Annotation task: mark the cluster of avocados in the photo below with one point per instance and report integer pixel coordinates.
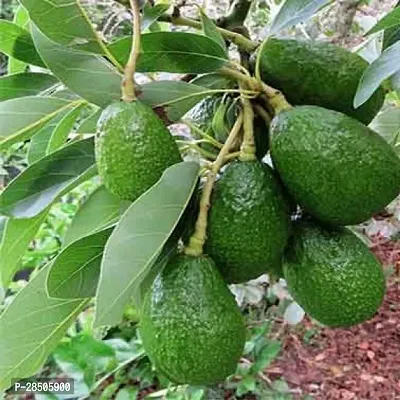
(326, 161)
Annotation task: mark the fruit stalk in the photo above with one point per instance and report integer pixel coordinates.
(275, 98)
(197, 240)
(248, 148)
(128, 83)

---

» **Requirements**
Recast every line of the items above as a numbered list, skipping blank lines and leaving out the pictures.

» **Output below**
1. Annotation task: mark the cluster of avocados in the photo below with one point per instance and report integer pixel coordinates.
2. (326, 161)
3. Annotation task: mark the fruit stalk in the photo above with one point per instance and report integer pixel coordinates.
4. (275, 98)
5. (197, 240)
6. (248, 148)
7. (128, 83)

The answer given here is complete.